TEXTO EXTRAÍDO:
Mientras la investigación se empantanaba en un mar de misterios, el departamento de Cecilia en Luján, bajo custodia policial, apareció revuelto. Alguien había ingresado a pesar de la vigilancia, pero nada de valor había sido sustraído. En cambio, una cartera de Giubileo, que según algunos testimonios llevaba consigo la noche de su desaparición, apareció inexplicablemente en el desorden. Un mensaje críptico, una pista plantada en la oscuridad.

Las declaraciones de sus amigas más cercanas revelaron un dato escalofriante: Cecilia había recibido amenazas telefónicas en su hogar. «Dejate de joder con la colonia o vas a ser boleta», era la frase siniestra que se repetía al otro lado de la línea. Entonces, comenzó a circular una versión escalofriante: Giubileo había sido secuestrada para silenciar sus investigaciones sobre una red de delitos que operaba en las sombras de Open Door: tráfico de órganos, venta de sangre extraída a los pacientes, y la utilización de internos como cobayos en experimentos farmacéuticos, internos que, misteriosamente, desaparecían.

FILAS EXTRAÍDAS:
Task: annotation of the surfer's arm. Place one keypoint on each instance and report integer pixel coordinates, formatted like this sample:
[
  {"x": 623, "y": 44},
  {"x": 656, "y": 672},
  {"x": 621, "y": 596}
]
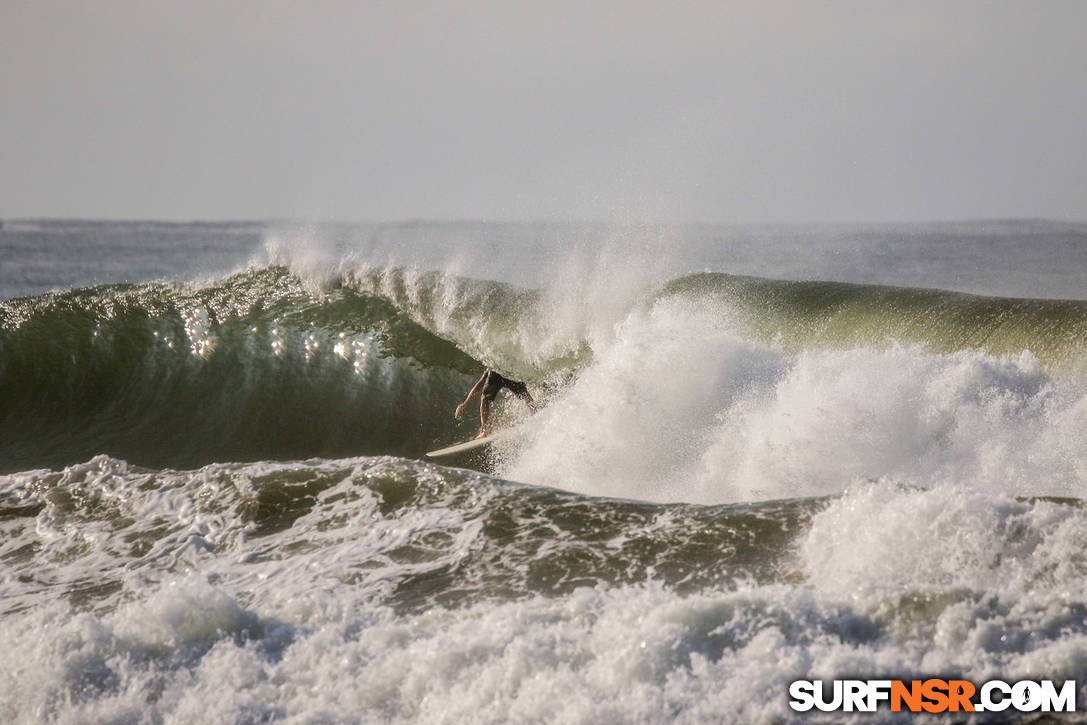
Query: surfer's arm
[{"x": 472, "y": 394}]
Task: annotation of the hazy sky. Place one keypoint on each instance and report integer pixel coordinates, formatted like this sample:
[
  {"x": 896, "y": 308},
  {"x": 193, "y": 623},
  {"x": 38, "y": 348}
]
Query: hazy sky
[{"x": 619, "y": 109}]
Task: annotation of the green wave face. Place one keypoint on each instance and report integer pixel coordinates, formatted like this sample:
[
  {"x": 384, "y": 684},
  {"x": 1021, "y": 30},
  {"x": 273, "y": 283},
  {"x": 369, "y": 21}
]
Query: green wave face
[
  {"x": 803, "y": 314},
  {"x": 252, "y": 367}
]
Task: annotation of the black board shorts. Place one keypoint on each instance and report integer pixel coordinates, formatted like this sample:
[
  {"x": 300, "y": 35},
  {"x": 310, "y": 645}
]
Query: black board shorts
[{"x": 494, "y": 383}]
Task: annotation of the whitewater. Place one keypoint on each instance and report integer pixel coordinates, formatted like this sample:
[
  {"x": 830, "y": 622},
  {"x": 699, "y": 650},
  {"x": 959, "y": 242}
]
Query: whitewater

INSTRUCCIÓN DE TRABAJO 1:
Indica si cada afirmación coincide con el texto extraído, contestando sí o no y copiando entre comillas las palabras del texto que lo deciden. (a) Del departamento de Cecilia en Luján se sustrajeron objetos de valor. (b) Cecilia recibió amenazas telefónicas en su hogar. (c) El departamento de Cecilia estaba bajo custodia policial.
INSTRUCCIÓN DE TRABAJO 2:
Según el texto extraído, ¿qué objeto de Giubileo apareció en el desorden del departamento?

TU RESPUESTA 1:
(a) No: «nada de valor había sido sustraído».
(b) Sí: «Cecilia había recibido amenazas telefónicas en su hogar».
(c) Sí: «el departamento de Cecilia en Luján, bajo custodia policial, apareció revuelto».

TU RESPUESTA 2:
Una cartera de Giubileo.